_Data listing_:
** Begin **

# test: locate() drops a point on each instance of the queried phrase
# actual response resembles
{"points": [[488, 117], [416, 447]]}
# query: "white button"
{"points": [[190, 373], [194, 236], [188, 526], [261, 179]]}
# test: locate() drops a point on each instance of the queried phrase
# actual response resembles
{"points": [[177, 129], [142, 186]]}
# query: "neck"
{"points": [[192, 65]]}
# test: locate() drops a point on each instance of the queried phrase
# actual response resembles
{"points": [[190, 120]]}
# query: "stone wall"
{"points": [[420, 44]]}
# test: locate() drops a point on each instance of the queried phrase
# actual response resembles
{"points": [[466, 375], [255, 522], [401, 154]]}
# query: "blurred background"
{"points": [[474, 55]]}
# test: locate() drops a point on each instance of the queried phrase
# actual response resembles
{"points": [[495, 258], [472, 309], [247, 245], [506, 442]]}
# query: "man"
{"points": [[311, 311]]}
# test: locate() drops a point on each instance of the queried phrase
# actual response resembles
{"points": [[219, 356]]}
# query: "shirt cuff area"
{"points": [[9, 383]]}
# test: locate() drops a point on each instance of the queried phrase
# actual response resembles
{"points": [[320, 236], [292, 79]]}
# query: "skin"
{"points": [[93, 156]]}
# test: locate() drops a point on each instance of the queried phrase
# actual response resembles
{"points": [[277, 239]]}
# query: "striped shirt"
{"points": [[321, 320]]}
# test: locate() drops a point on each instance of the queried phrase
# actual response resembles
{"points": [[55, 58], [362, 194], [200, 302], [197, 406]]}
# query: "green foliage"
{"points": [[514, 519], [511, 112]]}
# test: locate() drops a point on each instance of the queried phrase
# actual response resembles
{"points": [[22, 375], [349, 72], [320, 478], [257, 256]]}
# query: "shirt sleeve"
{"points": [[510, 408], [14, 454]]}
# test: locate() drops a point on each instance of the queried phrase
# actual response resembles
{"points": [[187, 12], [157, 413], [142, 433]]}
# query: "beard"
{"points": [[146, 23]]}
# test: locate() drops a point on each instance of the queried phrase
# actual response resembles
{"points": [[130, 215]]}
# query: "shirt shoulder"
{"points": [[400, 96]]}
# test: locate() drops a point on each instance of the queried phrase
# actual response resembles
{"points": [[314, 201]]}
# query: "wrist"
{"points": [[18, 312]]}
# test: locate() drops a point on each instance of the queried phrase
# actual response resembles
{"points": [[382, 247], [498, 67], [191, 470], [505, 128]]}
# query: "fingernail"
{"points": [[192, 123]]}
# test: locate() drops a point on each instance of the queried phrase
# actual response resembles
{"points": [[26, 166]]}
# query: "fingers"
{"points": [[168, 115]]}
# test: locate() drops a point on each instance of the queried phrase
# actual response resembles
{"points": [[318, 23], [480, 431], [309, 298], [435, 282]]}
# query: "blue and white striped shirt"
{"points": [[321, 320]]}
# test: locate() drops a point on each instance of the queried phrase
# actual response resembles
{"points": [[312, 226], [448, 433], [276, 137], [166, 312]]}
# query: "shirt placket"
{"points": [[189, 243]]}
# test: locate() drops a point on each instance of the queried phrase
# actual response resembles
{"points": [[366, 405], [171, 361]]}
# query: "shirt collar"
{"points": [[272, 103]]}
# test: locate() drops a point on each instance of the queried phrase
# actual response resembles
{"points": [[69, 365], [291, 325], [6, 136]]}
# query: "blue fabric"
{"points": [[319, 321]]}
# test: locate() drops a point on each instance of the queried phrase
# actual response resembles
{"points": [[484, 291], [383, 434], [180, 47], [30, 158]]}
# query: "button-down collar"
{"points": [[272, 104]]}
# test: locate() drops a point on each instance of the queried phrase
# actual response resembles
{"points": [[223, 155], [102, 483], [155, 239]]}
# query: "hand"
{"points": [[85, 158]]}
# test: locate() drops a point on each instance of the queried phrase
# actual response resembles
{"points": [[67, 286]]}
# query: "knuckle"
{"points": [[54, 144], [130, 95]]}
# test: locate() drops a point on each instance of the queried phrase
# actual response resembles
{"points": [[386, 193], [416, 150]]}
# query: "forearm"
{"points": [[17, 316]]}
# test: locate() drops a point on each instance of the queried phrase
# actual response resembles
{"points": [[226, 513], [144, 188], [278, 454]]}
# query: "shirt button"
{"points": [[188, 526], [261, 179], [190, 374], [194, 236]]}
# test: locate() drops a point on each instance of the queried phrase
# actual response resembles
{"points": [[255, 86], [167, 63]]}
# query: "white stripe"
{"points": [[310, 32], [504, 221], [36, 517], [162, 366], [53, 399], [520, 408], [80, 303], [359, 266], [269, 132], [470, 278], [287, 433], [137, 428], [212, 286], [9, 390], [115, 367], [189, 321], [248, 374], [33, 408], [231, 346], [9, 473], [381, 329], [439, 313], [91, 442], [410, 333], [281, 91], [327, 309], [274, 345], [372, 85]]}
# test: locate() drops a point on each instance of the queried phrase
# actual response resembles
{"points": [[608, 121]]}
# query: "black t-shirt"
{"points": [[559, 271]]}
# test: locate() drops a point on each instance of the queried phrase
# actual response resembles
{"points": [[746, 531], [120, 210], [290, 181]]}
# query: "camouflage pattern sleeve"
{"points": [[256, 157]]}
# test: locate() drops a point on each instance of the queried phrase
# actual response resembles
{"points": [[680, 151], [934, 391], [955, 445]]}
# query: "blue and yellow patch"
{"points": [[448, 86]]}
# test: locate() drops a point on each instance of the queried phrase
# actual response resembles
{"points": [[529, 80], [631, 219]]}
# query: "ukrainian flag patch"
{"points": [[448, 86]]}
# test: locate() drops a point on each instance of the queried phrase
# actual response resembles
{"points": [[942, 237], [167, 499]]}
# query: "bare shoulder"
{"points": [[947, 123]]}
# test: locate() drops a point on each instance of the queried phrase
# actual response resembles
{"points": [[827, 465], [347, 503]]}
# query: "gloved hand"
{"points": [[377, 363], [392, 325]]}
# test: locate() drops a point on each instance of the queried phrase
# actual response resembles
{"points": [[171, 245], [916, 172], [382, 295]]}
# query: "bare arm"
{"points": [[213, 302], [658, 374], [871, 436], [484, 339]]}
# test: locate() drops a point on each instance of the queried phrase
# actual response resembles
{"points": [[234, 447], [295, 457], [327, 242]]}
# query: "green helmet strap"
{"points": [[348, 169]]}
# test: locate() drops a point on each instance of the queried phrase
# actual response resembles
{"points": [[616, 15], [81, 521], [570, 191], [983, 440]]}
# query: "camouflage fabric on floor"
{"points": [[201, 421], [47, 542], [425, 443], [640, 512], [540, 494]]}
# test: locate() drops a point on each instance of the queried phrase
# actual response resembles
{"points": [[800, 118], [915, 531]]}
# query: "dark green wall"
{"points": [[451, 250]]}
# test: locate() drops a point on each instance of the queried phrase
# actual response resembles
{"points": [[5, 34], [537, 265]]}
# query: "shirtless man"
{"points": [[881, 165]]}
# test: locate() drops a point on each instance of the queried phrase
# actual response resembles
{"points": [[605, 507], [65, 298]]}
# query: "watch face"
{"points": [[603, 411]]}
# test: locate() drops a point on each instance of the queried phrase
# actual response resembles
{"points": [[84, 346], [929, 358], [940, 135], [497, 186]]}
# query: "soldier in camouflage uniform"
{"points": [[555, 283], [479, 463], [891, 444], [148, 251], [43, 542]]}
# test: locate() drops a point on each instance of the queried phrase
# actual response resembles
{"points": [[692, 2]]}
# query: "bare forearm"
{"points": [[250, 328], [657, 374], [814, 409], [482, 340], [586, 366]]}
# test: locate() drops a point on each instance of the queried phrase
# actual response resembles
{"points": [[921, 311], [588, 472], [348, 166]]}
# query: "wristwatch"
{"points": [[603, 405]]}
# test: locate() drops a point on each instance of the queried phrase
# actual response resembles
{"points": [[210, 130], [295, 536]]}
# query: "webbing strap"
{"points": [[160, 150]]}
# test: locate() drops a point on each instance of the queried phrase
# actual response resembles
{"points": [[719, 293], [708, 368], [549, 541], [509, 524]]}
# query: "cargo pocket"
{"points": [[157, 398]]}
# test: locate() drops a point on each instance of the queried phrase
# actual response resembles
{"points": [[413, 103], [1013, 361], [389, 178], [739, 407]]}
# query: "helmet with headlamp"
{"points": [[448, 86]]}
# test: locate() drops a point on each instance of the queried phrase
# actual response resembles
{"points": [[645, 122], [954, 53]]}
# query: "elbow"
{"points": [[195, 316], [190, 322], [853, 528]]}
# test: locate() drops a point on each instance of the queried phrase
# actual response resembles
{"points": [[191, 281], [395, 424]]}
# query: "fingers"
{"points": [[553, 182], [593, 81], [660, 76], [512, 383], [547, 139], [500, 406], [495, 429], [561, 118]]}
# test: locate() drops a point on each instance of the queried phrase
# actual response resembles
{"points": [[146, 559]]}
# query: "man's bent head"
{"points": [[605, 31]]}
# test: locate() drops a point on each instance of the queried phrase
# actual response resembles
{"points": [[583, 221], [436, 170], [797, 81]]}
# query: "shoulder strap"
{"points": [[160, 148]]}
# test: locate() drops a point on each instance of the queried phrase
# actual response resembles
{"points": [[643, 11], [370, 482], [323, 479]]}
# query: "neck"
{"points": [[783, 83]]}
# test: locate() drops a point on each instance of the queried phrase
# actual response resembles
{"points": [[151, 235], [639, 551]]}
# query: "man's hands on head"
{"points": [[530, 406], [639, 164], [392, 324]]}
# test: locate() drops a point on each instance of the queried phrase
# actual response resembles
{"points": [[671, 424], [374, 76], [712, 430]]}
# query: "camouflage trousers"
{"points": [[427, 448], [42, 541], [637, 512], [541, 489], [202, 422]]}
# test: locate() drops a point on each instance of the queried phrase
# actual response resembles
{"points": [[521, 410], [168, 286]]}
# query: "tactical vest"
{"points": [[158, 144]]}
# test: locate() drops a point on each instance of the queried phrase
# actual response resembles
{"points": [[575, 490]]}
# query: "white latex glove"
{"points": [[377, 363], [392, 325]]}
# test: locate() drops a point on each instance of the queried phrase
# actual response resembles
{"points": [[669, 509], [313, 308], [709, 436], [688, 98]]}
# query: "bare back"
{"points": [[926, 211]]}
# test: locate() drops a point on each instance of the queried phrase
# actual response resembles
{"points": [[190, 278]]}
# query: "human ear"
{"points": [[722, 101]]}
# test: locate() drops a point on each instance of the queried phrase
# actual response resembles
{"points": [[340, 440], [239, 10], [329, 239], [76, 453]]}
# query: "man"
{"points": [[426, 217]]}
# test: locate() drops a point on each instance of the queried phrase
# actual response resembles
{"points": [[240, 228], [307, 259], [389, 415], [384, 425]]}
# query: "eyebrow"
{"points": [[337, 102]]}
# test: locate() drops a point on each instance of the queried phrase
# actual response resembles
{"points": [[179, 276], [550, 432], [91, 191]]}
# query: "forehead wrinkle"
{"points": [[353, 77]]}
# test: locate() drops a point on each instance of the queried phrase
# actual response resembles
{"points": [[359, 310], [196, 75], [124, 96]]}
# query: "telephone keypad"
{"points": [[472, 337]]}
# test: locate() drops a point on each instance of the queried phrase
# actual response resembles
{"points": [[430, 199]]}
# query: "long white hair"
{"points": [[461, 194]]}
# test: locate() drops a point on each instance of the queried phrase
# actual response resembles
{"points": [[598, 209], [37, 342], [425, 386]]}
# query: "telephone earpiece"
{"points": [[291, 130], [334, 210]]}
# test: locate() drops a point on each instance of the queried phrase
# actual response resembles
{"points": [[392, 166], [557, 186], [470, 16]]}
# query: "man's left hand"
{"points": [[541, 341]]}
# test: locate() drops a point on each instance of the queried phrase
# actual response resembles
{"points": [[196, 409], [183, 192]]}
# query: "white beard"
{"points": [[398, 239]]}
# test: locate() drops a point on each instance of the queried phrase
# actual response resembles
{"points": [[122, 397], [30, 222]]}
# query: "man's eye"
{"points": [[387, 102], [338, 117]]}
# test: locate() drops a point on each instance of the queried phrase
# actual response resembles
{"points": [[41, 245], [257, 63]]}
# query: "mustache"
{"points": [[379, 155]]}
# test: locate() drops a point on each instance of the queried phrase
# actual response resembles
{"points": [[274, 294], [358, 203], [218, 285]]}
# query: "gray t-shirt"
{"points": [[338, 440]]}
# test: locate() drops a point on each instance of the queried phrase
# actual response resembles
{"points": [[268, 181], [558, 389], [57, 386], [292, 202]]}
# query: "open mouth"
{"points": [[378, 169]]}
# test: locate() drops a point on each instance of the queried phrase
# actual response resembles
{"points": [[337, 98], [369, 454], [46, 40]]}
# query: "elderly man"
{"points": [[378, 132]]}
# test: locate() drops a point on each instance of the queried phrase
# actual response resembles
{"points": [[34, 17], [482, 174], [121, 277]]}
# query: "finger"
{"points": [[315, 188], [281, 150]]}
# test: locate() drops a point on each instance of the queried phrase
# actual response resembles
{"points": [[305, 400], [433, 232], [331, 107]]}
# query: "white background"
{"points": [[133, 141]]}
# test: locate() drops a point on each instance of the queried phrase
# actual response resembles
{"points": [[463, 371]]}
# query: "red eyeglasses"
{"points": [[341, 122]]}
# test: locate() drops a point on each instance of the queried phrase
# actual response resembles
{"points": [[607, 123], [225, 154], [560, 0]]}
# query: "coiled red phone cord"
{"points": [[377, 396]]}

** End **

_Short task_: Collect every line in the rows above that contains the word "wall", and copy each one in full.

_Complete output_:
# query: "stone wall"
# query: "dark green wall"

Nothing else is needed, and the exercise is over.